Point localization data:
========

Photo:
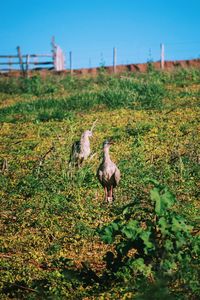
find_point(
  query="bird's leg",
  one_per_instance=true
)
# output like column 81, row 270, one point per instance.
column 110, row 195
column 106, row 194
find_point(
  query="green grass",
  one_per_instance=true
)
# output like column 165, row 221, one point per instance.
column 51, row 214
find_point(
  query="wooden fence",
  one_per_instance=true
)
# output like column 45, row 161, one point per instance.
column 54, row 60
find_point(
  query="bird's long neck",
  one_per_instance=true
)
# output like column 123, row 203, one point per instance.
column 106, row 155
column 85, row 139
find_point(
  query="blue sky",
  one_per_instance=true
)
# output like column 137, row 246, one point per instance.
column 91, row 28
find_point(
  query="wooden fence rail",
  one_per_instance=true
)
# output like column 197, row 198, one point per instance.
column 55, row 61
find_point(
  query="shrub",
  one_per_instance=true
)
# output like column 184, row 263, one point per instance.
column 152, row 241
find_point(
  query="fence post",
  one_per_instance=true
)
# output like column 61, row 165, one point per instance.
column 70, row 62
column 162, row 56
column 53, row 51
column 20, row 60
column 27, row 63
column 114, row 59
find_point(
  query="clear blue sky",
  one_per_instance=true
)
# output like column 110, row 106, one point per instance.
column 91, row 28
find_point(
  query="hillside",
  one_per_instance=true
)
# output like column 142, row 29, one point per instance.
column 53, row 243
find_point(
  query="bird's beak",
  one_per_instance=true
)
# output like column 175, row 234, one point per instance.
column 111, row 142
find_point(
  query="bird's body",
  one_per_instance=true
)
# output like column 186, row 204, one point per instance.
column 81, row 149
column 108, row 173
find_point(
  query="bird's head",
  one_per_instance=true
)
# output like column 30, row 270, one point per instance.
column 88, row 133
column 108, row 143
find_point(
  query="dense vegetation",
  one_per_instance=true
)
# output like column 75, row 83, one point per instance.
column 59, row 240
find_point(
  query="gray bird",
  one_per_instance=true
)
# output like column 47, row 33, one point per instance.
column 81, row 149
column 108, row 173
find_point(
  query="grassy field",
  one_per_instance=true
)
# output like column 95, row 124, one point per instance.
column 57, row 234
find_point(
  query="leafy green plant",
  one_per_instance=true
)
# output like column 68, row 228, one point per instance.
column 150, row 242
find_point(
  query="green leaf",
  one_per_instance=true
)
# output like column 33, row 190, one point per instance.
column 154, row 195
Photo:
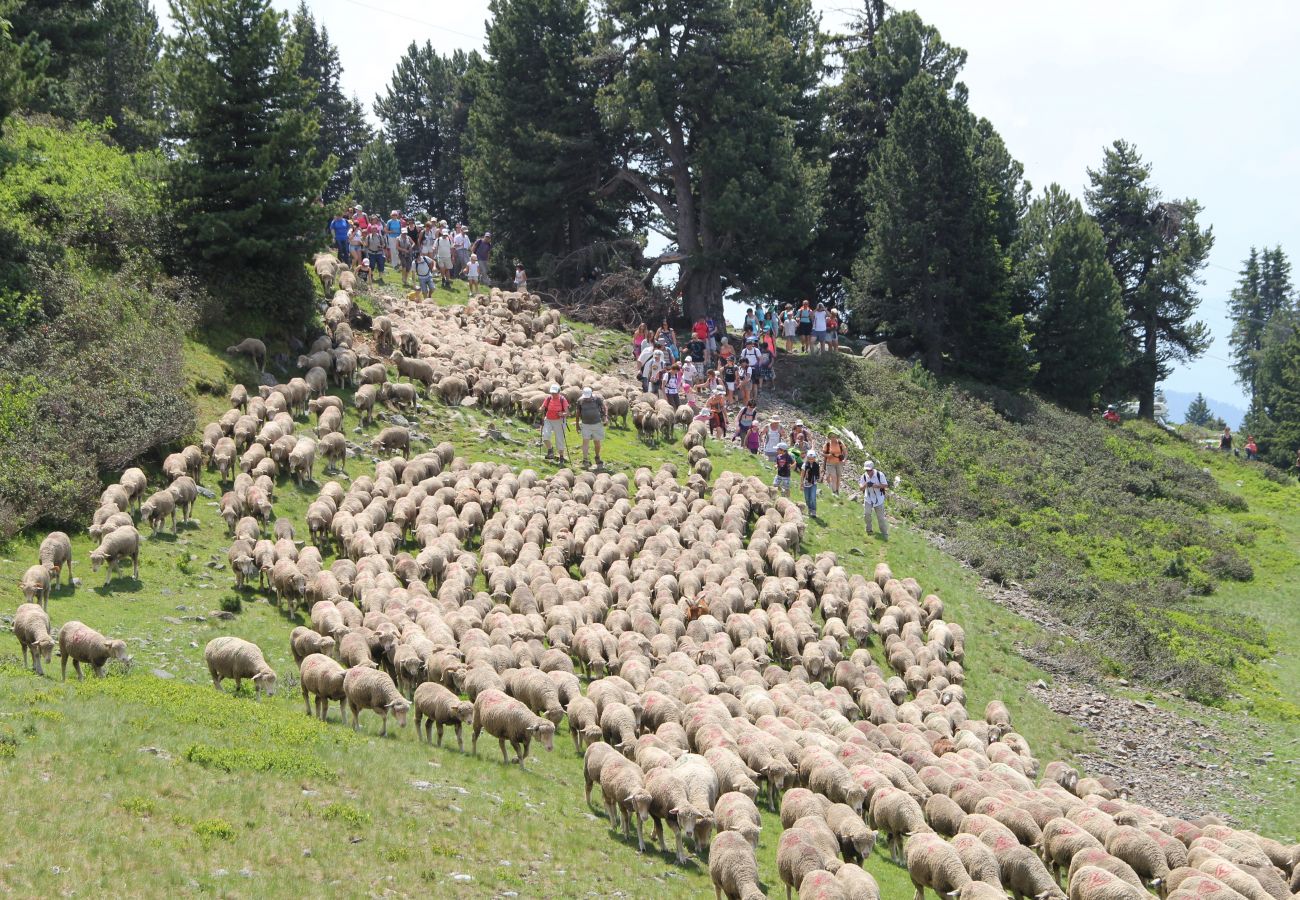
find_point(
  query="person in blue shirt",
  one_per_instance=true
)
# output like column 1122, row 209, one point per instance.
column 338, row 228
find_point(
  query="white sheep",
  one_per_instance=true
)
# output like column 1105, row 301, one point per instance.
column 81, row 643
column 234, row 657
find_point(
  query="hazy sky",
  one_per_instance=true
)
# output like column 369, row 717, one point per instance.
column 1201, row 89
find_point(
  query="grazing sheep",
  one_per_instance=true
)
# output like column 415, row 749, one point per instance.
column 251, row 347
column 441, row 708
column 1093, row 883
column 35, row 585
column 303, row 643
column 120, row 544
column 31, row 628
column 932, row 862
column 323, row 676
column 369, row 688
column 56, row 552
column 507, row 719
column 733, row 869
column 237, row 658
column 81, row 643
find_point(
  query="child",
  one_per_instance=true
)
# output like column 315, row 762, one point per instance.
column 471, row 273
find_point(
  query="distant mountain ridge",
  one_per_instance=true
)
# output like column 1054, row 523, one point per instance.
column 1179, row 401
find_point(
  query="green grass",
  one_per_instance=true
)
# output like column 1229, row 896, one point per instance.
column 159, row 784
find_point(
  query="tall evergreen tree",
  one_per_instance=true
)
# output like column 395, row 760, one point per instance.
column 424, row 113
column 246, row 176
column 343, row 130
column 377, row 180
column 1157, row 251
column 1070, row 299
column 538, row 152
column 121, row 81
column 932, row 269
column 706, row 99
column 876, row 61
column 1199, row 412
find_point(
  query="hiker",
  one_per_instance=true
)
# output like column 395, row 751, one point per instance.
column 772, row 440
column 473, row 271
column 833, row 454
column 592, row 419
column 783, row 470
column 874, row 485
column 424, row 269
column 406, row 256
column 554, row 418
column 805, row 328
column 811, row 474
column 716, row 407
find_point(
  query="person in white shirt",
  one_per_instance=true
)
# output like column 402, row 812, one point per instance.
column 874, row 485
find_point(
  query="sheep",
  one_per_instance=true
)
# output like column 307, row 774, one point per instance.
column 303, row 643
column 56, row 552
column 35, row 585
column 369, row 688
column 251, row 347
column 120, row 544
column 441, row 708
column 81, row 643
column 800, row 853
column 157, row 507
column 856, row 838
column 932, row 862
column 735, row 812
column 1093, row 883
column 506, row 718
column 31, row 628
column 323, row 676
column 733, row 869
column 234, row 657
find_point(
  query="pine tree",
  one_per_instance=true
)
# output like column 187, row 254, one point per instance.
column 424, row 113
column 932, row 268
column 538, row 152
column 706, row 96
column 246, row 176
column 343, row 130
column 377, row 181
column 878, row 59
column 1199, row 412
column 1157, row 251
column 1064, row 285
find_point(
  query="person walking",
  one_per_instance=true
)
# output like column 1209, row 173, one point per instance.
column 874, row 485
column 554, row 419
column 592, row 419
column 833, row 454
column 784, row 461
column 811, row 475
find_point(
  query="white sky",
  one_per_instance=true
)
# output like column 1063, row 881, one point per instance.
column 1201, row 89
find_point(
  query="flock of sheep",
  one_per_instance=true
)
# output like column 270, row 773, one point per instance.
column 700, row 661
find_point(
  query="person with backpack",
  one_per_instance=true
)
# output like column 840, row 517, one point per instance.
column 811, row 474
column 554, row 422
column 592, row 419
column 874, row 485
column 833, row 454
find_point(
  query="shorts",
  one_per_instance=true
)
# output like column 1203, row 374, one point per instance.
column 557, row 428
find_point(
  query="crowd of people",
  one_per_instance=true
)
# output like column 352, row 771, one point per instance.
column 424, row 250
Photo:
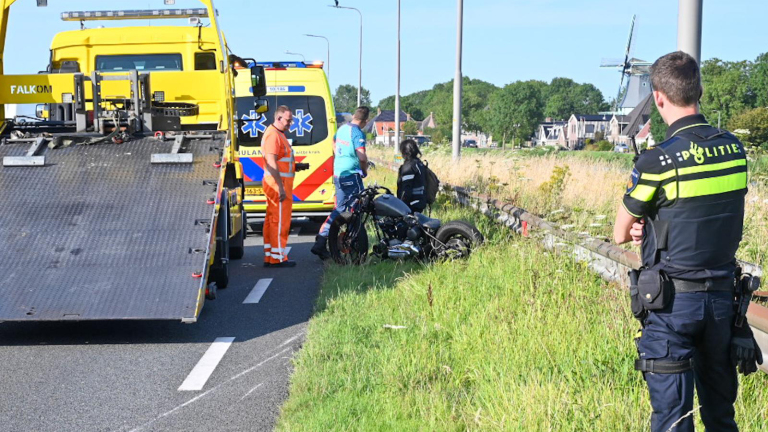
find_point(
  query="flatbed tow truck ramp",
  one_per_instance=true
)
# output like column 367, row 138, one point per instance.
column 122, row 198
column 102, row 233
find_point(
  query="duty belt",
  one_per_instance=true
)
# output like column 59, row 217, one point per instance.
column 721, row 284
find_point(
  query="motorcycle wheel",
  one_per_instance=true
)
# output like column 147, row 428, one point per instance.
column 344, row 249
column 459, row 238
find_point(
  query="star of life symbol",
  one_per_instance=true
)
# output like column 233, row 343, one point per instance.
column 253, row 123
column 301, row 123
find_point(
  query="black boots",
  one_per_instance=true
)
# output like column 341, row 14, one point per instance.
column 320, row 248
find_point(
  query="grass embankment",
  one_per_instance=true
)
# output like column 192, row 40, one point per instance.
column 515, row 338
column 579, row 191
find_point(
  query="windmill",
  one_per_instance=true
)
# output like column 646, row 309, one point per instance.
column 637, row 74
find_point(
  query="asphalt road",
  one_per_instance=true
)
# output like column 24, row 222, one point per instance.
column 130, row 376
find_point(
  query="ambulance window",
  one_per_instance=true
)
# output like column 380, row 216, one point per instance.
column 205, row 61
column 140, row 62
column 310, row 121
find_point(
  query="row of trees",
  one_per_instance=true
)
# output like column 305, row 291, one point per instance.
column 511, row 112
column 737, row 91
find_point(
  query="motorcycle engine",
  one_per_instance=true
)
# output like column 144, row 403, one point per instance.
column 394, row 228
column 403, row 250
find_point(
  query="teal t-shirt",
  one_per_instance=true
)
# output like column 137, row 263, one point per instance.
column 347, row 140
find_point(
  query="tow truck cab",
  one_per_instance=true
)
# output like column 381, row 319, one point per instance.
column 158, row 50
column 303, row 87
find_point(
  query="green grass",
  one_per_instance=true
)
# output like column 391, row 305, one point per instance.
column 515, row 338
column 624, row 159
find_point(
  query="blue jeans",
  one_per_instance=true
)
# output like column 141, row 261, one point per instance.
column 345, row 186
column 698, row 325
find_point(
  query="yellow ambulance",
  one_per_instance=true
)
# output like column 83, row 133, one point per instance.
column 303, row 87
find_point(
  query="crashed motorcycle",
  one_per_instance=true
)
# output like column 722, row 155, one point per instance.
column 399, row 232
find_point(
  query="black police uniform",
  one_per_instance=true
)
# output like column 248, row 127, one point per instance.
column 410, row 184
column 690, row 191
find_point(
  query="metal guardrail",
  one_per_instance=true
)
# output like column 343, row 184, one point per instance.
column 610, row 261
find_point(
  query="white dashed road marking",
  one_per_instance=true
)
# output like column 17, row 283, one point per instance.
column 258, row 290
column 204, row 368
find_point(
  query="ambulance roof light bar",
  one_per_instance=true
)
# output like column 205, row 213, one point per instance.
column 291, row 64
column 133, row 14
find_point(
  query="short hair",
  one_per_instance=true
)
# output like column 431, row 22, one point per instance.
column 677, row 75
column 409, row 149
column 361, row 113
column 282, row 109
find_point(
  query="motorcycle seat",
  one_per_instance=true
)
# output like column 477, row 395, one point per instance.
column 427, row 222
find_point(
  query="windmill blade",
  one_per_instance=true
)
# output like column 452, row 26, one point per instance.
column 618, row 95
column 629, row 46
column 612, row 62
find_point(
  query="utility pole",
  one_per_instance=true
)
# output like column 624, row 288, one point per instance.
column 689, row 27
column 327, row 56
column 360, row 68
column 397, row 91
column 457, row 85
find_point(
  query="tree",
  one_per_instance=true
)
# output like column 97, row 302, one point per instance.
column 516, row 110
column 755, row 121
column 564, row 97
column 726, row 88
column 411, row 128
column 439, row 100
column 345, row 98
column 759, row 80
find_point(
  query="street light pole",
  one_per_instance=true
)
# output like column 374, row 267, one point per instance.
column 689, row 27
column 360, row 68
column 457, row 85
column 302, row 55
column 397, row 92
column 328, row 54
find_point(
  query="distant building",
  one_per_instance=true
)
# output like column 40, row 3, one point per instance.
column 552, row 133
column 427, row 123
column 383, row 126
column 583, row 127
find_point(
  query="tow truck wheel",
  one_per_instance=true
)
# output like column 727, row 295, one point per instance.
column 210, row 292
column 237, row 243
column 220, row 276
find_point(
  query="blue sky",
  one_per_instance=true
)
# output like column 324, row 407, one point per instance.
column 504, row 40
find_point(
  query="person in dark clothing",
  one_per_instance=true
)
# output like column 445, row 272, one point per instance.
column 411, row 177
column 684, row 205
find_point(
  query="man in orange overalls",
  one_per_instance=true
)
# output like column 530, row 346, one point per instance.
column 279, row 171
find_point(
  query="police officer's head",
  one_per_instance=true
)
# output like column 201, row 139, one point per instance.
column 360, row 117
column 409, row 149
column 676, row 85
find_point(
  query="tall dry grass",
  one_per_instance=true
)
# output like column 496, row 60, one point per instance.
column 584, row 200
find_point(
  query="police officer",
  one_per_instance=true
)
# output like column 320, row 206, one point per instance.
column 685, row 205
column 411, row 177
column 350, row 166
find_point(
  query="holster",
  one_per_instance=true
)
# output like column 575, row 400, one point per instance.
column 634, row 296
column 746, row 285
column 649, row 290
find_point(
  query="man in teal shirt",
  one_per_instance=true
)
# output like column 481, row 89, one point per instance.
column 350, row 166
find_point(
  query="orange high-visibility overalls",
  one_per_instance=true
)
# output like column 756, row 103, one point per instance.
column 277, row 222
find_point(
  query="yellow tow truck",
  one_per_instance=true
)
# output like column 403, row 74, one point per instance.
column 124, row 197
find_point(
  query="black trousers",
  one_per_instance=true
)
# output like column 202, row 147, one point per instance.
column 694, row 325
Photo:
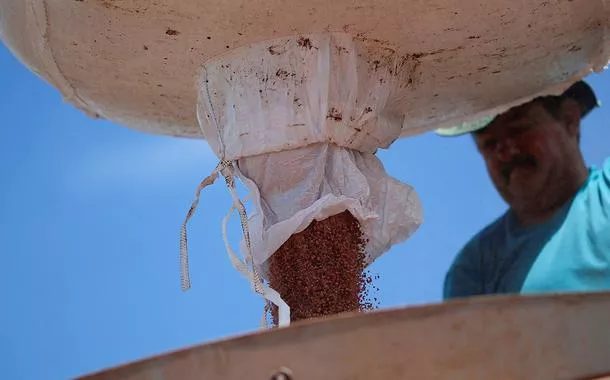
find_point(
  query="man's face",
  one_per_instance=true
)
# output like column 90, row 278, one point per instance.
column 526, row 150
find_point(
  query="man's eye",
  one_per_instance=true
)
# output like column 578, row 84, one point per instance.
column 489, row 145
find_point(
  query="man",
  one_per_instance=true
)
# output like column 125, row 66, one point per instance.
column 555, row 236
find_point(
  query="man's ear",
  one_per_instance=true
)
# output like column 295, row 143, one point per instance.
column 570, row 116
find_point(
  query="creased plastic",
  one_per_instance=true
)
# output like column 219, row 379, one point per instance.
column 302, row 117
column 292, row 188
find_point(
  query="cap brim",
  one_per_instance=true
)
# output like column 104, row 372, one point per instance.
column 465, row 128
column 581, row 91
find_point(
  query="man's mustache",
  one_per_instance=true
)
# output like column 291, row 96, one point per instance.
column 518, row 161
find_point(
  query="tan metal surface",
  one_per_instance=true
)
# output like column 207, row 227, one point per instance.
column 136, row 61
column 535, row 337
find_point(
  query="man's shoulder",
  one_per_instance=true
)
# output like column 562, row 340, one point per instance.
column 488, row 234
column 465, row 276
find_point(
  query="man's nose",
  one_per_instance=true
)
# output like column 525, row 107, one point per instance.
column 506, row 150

========

GOAL OF THE EXERCISE: Which of the lines above carry the string "officer"? Copy every one.

EXPECTED ANSWER:
  query="police officer's head",
  query="police officer",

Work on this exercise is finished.